**GOAL OF THE EXERCISE**
Which of the lines in the data mention the string "mark"? List them all.

━━━━━ TASK MATERIAL ━━━━━

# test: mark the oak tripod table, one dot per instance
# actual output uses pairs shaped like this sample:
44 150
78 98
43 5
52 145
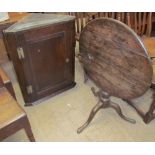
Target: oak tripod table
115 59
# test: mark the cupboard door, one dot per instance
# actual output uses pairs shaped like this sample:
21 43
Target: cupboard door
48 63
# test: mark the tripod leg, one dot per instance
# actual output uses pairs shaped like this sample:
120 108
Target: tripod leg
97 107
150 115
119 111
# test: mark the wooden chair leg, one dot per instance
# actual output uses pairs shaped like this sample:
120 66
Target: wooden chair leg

━━━━━
━━━━━ TASK MATERIAL ━━━━━

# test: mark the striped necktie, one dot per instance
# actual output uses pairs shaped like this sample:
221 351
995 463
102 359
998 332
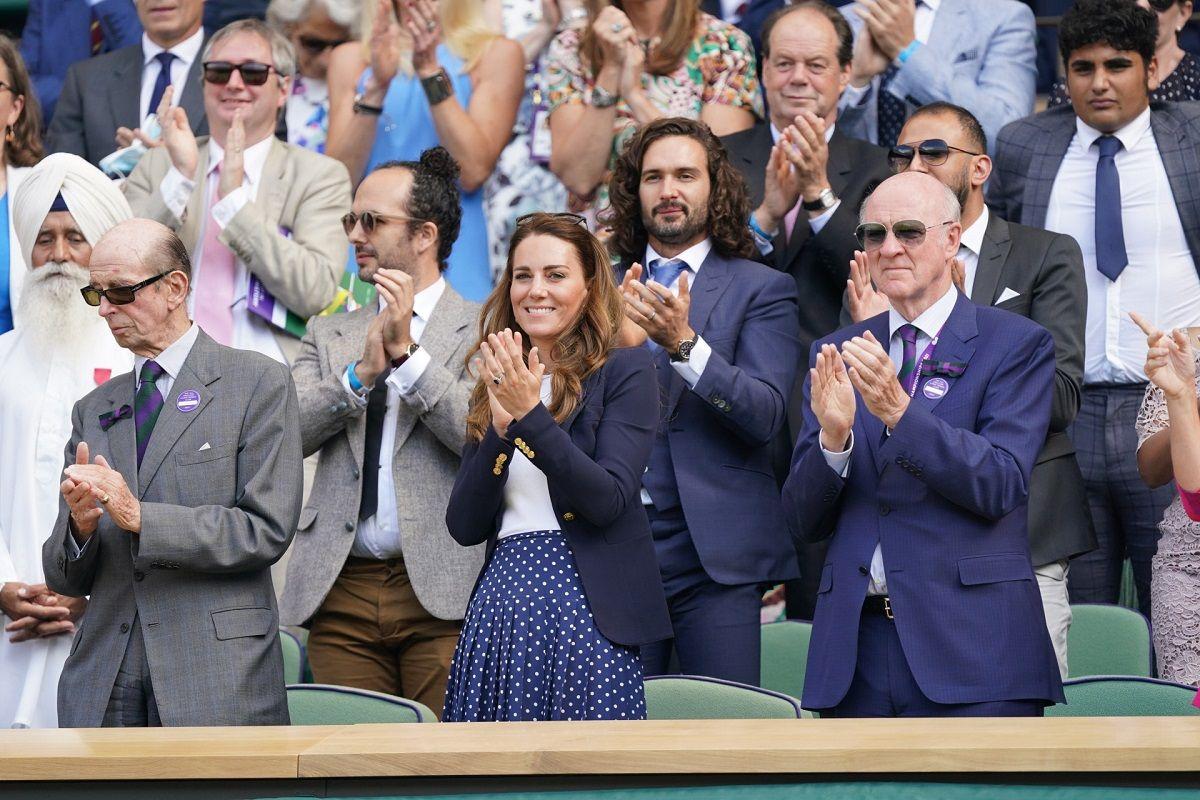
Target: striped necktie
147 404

━━━━━

**SOLUTION FOR THIS TASK**
# test: mark the oak tripod table, one dot per instance
# test: mark the cupboard door, one dot per instance
# test: mark the tripod leg, one dot per instance
# test: mark the wooden chair leg, one dot per instance
# test: mark the striped necktie, one dot per instance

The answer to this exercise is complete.